** Opening PASSAGE SHOWN block **

Medical scientists say UK’s ‘fragmented and underdeveloped’ diagnostic sector needs better coordination

The “vital” expertise of academia and industry has been “underutilised in the UK’s diagnostic testing response to Covid-19, according to an Academy of Medical Sciences report.

The 11 November report is based on a virtual roundtable discussion of 23 leading experts from both the public and private sector, who anticipate that testing capacity will need to be significantly expanded to cope with increasing demands over the winter months.

“At the beginning of the UK Covid-19 epidemic, important decisions around testing were necessarily made at speed,” said John Tooke, former president of the academy and chair of the virtual meeting that took place in October.

“Inevitably, there were things that, with the benefit of hindsight, could have been done better and which we must address to cope with subsequent waves or future pandemics.”

Tooke and colleagues suggest involving partners from across the NHS, academia and industry in the development of testing strategies, with “greater transparency and timely communication” of decisions.

“This would provide clarity on the engagement opportunities for academia and industry, and guide how they can most effectively contribute,” the experts suggest, adding that the UK should also learn from the “successful and less successful strategies that have been implemented overseas”.

To support the UK’s testing efforts, the experts call for local and community-based diagnostics to be put to use.

“This will include utilising simpler logistics for sample transport and accessibility, as well as approaches for more localised decision-making and interventions in response to local outbreaks,” they said.

Other recommendations include exploring more innovative ways of testing for the virus by pooling multiple samples for testing, and adopting a more flexible approach to regulation so that as many laboratories as possible can contribute to the national testing effort.

In addition, they suggest, laboratories should be provided with longer-term funding and contracts “so that they can secure the required resources and workforce to provide the services needed”.

“We must continue to build on the collaborations between industry, academia and the NHS to take full advantage of all the talent and capabilities we possess,” said Tooke. “Despite its importance and many notable strengths, the UK diagnostic sector is fragmented and underdeveloped. Now is the time to invest in our UK diagnostic services and build a system that can cope with the pandemic and whatever future health challenges we may face.”

** Closing PASSAGE SHOWN block **
** Opening DATA FOR REVIEW block **

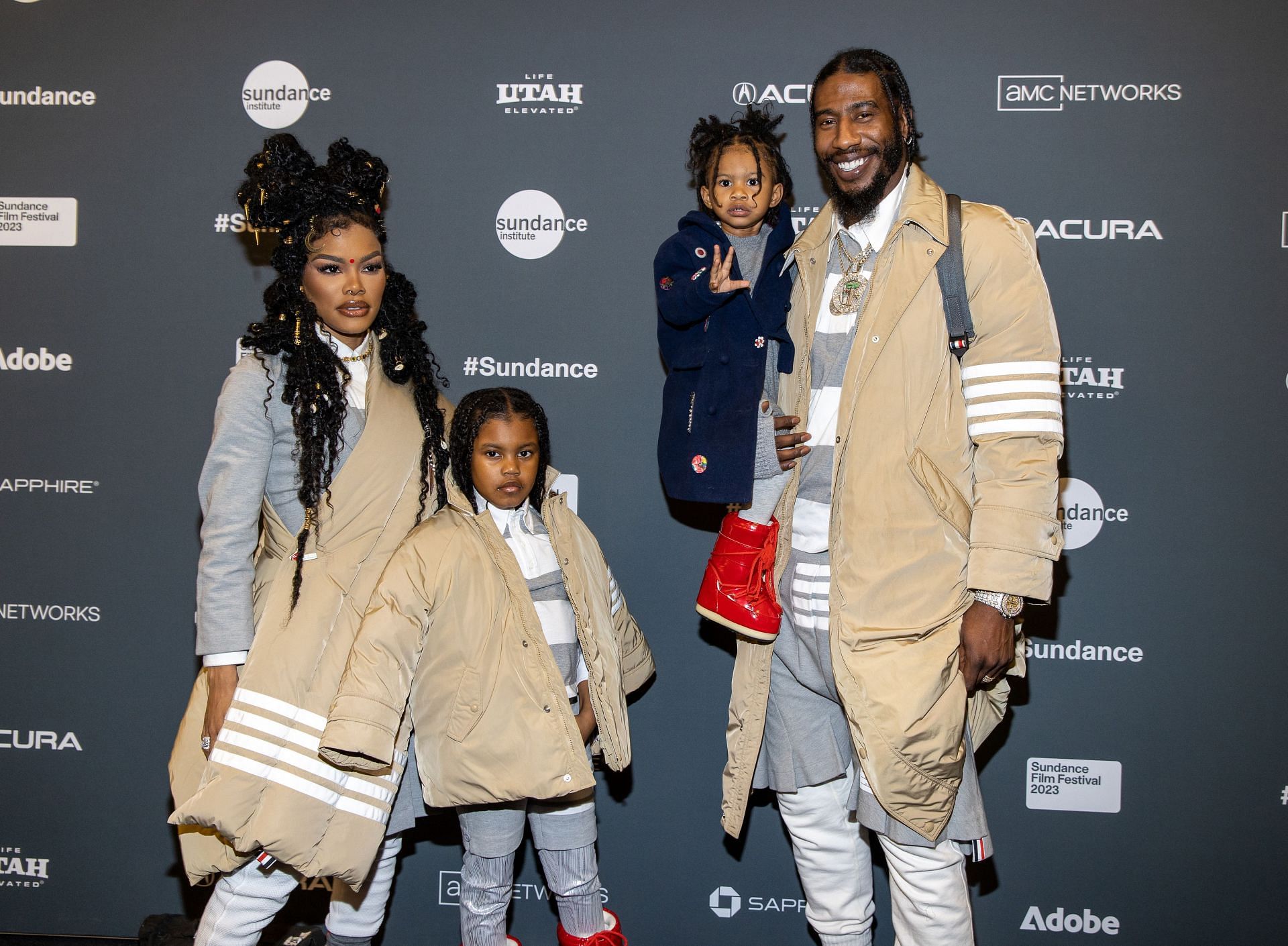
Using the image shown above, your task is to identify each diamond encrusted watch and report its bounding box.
[971,589,1024,620]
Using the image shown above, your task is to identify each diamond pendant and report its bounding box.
[828,274,868,316]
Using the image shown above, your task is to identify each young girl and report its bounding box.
[170,134,447,946]
[322,388,653,946]
[653,108,795,641]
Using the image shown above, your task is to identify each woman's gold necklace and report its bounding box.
[340,331,376,361]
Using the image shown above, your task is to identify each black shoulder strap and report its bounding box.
[935,193,975,361]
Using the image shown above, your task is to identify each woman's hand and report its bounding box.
[201,664,237,758]
[576,680,595,745]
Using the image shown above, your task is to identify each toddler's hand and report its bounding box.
[574,680,595,745]
[707,246,751,293]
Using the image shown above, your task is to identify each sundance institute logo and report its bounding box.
[496,191,586,259]
[242,59,331,127]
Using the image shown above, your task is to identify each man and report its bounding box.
[722,49,1063,946]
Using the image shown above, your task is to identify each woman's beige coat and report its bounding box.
[722,168,1064,839]
[313,470,653,879]
[170,350,451,883]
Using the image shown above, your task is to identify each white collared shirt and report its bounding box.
[201,322,371,666]
[792,174,908,551]
[313,322,372,411]
[474,492,590,700]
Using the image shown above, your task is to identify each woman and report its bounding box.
[170,134,449,946]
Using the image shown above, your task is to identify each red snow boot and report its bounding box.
[557,910,626,946]
[697,513,783,641]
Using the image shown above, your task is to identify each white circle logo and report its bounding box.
[1055,478,1127,551]
[707,887,742,919]
[496,191,586,259]
[242,59,318,127]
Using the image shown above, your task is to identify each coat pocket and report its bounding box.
[447,666,487,742]
[908,448,971,541]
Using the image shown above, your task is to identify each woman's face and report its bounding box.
[303,223,385,350]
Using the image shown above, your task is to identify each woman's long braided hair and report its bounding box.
[685,107,792,227]
[237,134,448,609]
[449,388,550,513]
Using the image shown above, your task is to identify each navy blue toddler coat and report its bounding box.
[653,206,796,503]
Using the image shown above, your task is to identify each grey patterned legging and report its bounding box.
[456,792,604,946]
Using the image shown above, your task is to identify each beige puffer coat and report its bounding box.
[722,168,1064,839]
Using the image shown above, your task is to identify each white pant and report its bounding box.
[778,767,975,946]
[193,835,402,946]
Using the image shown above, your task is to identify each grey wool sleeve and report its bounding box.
[197,357,273,655]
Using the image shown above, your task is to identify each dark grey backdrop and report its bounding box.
[0,0,1288,946]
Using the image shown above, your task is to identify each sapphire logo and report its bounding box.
[707,887,742,919]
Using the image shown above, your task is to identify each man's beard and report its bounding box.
[822,138,904,227]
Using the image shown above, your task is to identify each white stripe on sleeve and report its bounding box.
[962,380,1060,401]
[966,397,1064,417]
[966,417,1064,437]
[962,361,1060,382]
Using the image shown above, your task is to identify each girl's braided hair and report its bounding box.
[237,134,447,609]
[448,388,550,513]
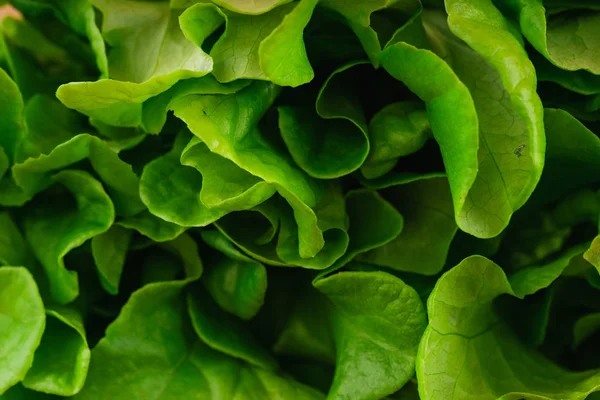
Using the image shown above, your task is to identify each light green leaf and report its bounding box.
[75,282,323,400]
[24,170,115,304]
[527,108,600,207]
[7,134,144,216]
[16,94,84,162]
[273,286,336,364]
[92,225,133,295]
[357,178,457,275]
[180,3,294,82]
[0,68,26,163]
[172,82,345,262]
[583,236,600,273]
[142,75,250,133]
[56,0,216,127]
[201,231,267,320]
[23,306,90,396]
[0,211,31,266]
[117,210,186,242]
[0,385,61,400]
[315,190,404,281]
[530,50,600,95]
[215,186,349,269]
[160,233,204,281]
[417,256,600,400]
[140,132,227,227]
[381,5,544,238]
[213,0,291,15]
[315,272,427,399]
[258,0,318,87]
[0,267,46,395]
[573,313,600,349]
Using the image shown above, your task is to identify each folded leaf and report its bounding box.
[6,134,144,216]
[117,210,186,242]
[23,307,90,396]
[360,102,431,179]
[381,4,544,238]
[319,0,421,67]
[417,256,600,399]
[24,170,115,304]
[357,178,457,275]
[0,267,46,394]
[278,62,369,179]
[315,190,404,280]
[573,313,600,348]
[75,282,322,400]
[500,0,600,74]
[92,225,133,295]
[181,138,275,211]
[171,82,344,262]
[13,0,108,78]
[0,69,26,163]
[181,3,294,82]
[0,212,31,266]
[140,133,227,227]
[527,108,600,207]
[214,0,291,14]
[56,0,216,127]
[187,288,278,371]
[258,0,318,87]
[201,231,267,319]
[315,272,426,399]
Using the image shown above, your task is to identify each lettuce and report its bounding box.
[0,0,600,400]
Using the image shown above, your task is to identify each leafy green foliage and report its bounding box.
[0,0,600,400]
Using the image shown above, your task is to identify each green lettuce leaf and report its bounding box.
[209,0,291,15]
[499,0,600,74]
[315,272,426,399]
[4,134,144,216]
[360,102,431,179]
[381,1,544,238]
[319,0,421,67]
[140,132,227,227]
[92,225,133,295]
[56,0,216,127]
[23,306,90,396]
[417,256,600,399]
[171,82,347,262]
[187,288,278,371]
[357,178,457,275]
[75,282,322,400]
[12,0,108,78]
[0,267,46,394]
[24,170,115,304]
[278,62,369,179]
[201,231,267,320]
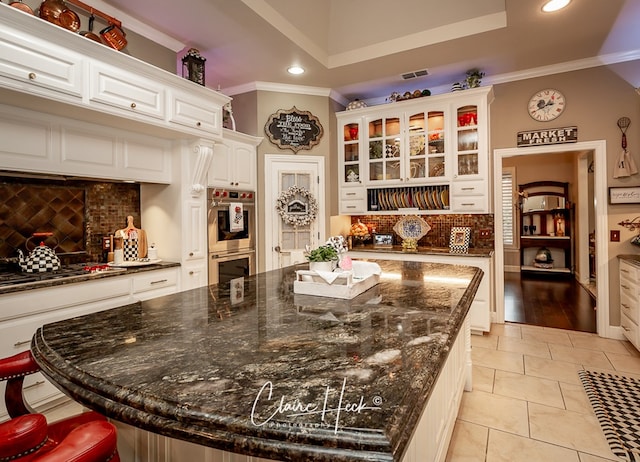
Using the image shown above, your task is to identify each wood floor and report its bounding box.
[504,273,596,332]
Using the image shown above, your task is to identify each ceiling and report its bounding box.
[103,0,640,101]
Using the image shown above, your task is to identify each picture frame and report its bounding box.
[609,186,640,204]
[449,227,471,253]
[373,234,393,248]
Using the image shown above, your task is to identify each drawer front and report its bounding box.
[0,276,131,321]
[340,199,367,215]
[133,269,178,294]
[451,196,488,212]
[451,181,487,196]
[340,188,367,201]
[620,313,638,348]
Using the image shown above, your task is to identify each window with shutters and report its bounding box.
[502,167,517,248]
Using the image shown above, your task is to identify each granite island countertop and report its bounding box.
[351,244,494,258]
[32,261,482,462]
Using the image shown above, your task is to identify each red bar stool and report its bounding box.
[0,351,120,462]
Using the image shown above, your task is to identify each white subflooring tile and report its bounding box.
[447,323,624,462]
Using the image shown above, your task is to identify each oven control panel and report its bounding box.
[207,188,256,203]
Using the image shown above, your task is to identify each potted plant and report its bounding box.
[305,244,338,272]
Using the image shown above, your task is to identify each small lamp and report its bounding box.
[182,48,206,86]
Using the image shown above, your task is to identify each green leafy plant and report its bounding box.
[305,245,338,262]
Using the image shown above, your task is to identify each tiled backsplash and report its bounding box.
[0,176,141,263]
[351,214,494,249]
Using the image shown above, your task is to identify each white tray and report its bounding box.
[107,259,162,268]
[293,270,380,299]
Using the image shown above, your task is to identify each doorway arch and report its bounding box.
[493,140,613,337]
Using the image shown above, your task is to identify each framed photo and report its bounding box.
[609,186,640,204]
[373,234,393,247]
[449,227,471,253]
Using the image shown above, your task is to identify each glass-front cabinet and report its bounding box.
[454,105,480,177]
[336,87,493,213]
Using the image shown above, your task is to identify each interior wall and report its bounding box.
[490,67,640,326]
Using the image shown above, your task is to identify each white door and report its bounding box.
[265,155,326,270]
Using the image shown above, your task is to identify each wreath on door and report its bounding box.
[276,186,318,228]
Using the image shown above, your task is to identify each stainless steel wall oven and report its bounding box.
[207,188,256,284]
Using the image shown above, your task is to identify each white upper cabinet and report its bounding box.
[89,62,166,120]
[208,130,262,191]
[0,23,84,100]
[0,3,231,140]
[169,84,222,135]
[336,87,493,214]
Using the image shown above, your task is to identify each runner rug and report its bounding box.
[578,370,640,462]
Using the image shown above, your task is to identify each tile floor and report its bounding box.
[447,323,640,462]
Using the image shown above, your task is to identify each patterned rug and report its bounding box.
[578,370,640,462]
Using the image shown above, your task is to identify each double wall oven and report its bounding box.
[207,188,256,284]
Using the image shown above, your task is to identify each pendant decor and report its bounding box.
[276,186,318,228]
[264,106,324,154]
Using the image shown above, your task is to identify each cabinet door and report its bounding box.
[232,143,257,191]
[0,25,84,99]
[169,90,222,135]
[338,118,362,186]
[404,109,448,184]
[89,62,165,120]
[453,104,483,179]
[366,114,404,186]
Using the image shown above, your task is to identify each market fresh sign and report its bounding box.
[518,127,578,147]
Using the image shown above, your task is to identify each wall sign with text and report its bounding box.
[609,186,640,204]
[517,127,578,147]
[264,106,324,153]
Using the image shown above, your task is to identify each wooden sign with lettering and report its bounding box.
[517,127,578,147]
[264,106,324,153]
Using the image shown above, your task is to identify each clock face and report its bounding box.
[528,88,566,122]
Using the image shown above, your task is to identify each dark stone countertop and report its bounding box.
[351,244,493,258]
[0,261,180,296]
[32,261,483,462]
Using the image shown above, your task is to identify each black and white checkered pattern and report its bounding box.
[578,370,640,462]
[124,239,138,261]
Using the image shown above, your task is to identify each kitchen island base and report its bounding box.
[113,317,471,462]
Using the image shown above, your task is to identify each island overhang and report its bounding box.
[32,261,482,462]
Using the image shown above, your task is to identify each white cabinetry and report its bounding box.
[208,130,262,191]
[89,61,166,120]
[349,250,493,333]
[336,87,493,214]
[0,23,84,101]
[0,3,230,140]
[620,259,640,350]
[169,84,222,136]
[0,105,172,183]
[0,276,133,420]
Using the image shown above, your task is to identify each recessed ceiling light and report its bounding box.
[542,0,571,13]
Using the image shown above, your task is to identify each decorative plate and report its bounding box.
[393,215,431,240]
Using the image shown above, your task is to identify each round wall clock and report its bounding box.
[528,88,566,122]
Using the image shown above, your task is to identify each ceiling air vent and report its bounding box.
[402,69,429,80]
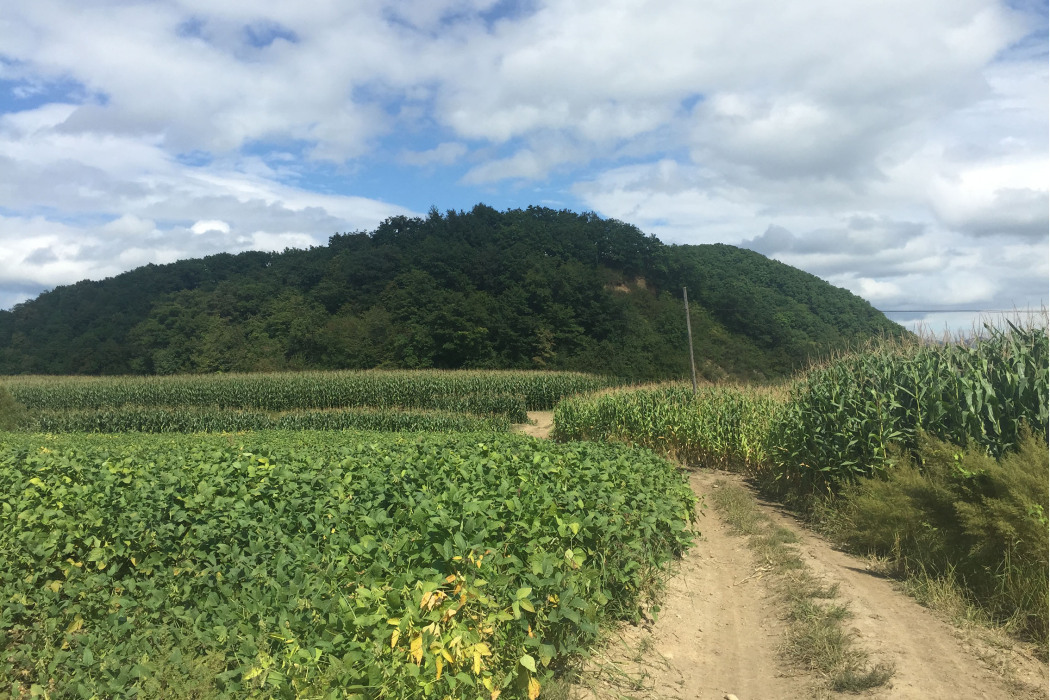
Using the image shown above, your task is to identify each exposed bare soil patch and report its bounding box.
[571,471,1050,700]
[510,410,554,439]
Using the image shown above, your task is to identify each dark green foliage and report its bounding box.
[0,432,695,700]
[830,436,1050,644]
[0,205,902,379]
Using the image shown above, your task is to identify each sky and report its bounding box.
[0,0,1050,333]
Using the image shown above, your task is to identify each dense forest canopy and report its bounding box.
[0,205,903,379]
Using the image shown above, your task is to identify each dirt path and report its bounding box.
[572,472,1048,700]
[510,410,554,439]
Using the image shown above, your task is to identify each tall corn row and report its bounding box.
[4,370,616,422]
[769,325,1050,490]
[553,386,775,468]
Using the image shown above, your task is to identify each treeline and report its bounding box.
[0,205,901,379]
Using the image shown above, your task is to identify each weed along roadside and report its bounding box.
[0,319,1050,700]
[552,326,1050,698]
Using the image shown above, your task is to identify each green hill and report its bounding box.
[0,205,903,379]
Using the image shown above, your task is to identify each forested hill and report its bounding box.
[0,205,902,379]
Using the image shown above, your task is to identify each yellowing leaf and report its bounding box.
[412,635,423,666]
[66,615,84,634]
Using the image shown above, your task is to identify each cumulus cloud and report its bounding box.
[0,0,1050,335]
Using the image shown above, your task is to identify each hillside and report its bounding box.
[0,205,902,379]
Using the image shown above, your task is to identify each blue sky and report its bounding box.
[0,0,1050,331]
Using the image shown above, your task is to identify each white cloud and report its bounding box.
[190,219,230,235]
[0,0,1050,335]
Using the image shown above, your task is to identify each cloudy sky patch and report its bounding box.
[0,0,1050,327]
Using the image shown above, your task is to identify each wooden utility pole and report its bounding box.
[681,287,696,395]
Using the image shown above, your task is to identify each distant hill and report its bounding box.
[0,205,903,379]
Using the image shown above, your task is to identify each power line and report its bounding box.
[876,309,1046,314]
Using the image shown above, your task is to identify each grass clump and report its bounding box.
[826,436,1050,650]
[712,482,894,692]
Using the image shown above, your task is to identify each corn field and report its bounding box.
[552,384,778,468]
[553,325,1050,492]
[767,325,1050,490]
[28,406,510,432]
[2,370,616,429]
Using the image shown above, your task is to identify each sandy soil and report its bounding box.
[518,411,1050,700]
[510,410,554,438]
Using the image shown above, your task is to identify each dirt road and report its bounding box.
[574,472,1048,700]
[518,411,1050,700]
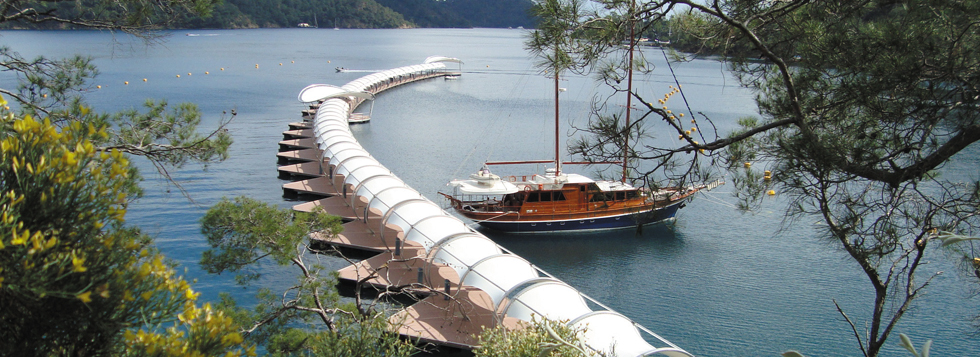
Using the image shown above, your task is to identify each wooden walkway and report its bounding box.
[277,67,506,349]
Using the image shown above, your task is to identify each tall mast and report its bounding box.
[555,68,561,176]
[622,9,636,183]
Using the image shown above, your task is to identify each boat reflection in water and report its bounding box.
[442,166,716,233]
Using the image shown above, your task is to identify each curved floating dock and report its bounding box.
[278,57,692,357]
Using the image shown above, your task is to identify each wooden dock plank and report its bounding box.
[388,286,521,349]
[282,129,313,140]
[293,196,357,221]
[279,138,316,151]
[279,161,323,178]
[282,176,340,196]
[276,149,319,162]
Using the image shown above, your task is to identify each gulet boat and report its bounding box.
[440,25,721,233]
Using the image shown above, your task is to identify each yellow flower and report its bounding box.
[75,291,92,304]
[71,253,88,273]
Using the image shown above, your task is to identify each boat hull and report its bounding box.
[477,200,686,233]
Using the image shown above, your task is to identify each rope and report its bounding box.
[660,46,694,126]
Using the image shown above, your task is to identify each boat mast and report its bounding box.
[555,44,561,177]
[621,1,636,183]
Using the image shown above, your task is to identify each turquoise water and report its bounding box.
[0,29,980,356]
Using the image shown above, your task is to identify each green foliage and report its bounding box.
[550,0,980,356]
[0,108,246,356]
[473,319,591,357]
[201,197,414,356]
[375,0,533,28]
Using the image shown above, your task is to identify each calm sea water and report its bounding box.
[0,29,980,356]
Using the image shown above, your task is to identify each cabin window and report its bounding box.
[589,192,613,202]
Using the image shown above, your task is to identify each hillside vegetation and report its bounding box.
[0,0,533,29]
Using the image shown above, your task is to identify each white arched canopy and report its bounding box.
[568,311,691,357]
[350,175,405,211]
[422,56,463,64]
[497,278,592,321]
[381,198,446,239]
[405,214,472,252]
[462,254,538,306]
[365,186,423,222]
[297,84,374,103]
[429,232,503,278]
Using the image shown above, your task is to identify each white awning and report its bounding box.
[297,84,374,103]
[422,56,463,64]
[449,174,520,195]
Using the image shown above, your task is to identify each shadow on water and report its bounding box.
[478,223,685,271]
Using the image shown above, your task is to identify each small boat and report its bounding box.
[347,113,371,124]
[440,166,708,233]
[440,28,721,233]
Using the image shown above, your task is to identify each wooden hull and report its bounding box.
[456,197,689,233]
[477,202,683,233]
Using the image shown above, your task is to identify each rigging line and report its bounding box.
[660,45,703,122]
[701,191,738,209]
[452,63,529,177]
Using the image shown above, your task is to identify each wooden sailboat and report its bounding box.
[440,29,710,233]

** Closing DATA FOR REVIEW block **

* QUESTIONS
(1) In the article on the UK diagnostic sector, how many experts took part in the virtual roundtable discussion that the report is based on?
(2) Write out everything in the diagnostic-sector article from "Medical scientists say" down to "Medical Sciences report.".

* OUTPUTS FOR THE TASKS
(1) 23 leading experts from both the public and private sector.

(2)
Medical scientists say UK’s ‘fragmented and underdeveloped’ diagnostic sector needs better coordination

The “vital” expertise of academia and industry has been “underutilised in the UK’s diagnostic testing response to Covid-19, according to an Academy of Medical Sciences report.